◆ Material supplied
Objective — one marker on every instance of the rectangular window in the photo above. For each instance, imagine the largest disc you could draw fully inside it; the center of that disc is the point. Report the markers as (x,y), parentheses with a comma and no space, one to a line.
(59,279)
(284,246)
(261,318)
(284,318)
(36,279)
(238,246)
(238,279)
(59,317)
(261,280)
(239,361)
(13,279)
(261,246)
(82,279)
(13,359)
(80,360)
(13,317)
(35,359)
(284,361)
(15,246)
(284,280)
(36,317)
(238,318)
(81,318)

◆ Task to complete
Render every line of the records above as a Markdown table with two columns, n for the row number and Line for the line itself, omitting any blank lines.

◆ Answer to this exercise
| n | Line |
|---|---|
| 1 | Objective — one marker on every instance of the rectangular window in the photo above. For each instance, imagine the largest disc you could draw fully inside it; the center of that disc is the point. Report the markers as (x,y), parentheses with a comma and no space, one to a line. |
| 2 | (59,279) |
| 3 | (284,246) |
| 4 | (261,318) |
| 5 | (284,318) |
| 6 | (36,279) |
| 7 | (238,246) |
| 8 | (238,279) |
| 9 | (59,317) |
| 10 | (261,280) |
| 11 | (239,361) |
| 12 | (13,279) |
| 13 | (261,246) |
| 14 | (82,279) |
| 15 | (13,359) |
| 16 | (80,360) |
| 17 | (13,317) |
| 18 | (35,359) |
| 19 | (284,361) |
| 20 | (15,246) |
| 21 | (284,280) |
| 22 | (36,317) |
| 23 | (238,318) |
| 24 | (81,318) |